- EXTRACT -
========================================================================
They first garnered attention in the world of finance when Bitcoin, one of the first of its kind, started skyrocketing in value in early 2017.
Most people have heard of this new virtual currency, but very few understand what it is and the craze. And many conservative investors tend to view it with great caution, as they do any type of new investment vehicle.
It's rare to see successful investors willing to throw caution into the wind.
But, just the same, there's a large number of wealthy people who gained their riches by taking enormous risks, seizing unique opportunities.
Therein lies the crypto debate.
Does investing in cryptocurrencies offer a unique opportunity to gain riches and build great wealth?
Or is it nothing more than a bubble investment opportunity ready to burst?
Individuals need to answer that question for themselves. With that said, the only way you're able to arrive at an educated answer is to understand precisely what's on the table before you invest.
The following information, will hopefully, provide you with the ability to decide if cryptocurrency investing is a fad. Or perhaps a viable trend and an opportunity to cash in on the cryptocurrency craze.
What are Cryptocurrencies?
Merriam-Webster defines cryptocurrency as follows:
any form of currency that only exists digitally, that usually has no central issuing or regulating authority but instead uses a decentralized system to record transactions and manage the issuance of new units, and that relies on cryptography to prevent counterfeiting and fraudulent transactions.
That's a slightly convoluted way of saying cryptocurrency is a digital monetary instrument used for peer-to-peer payments and investment exchange.
The imaginary coin is created through a process called mining. Not through a standard minting process at some government agency.
========================================================================
- COLLECTED MATERIAL -

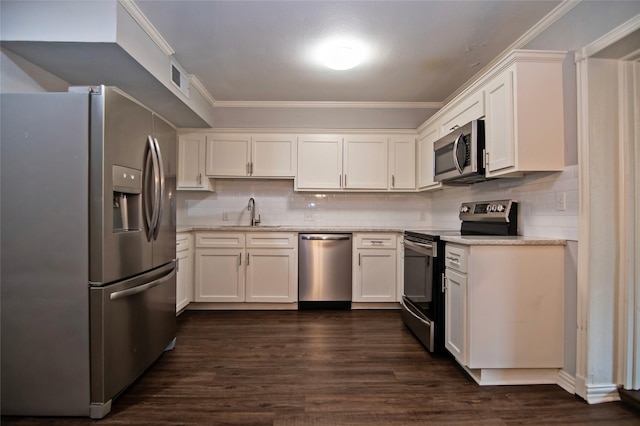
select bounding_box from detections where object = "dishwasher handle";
[300,235,351,241]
========================================================================
- TO BE DONE -
1. Duplicate the part of the cryptocurrency text starting at "Or is it nothing" and ending at "What are Cryptocurrencies?".
2. According to the cryptocurrency text, when did Bitcoin start skyrocketing in value?

- PER-TASK OUTPUTS -
1.
Or is it nothing more than a bubble investment opportunity ready to burst?
Individuals need to answer that question for themselves. With that said, the only way you're able to arrive at an educated answer is to understand precisely what's on the table before you invest.
The following information, will hopefully, provide you with the ability to decide if cryptocurrency investing is a fad. Or perhaps a viable trend and an opportunity to cash in on the cryptocurrency craze.
What are Cryptocurrencies?

2. In early 2017.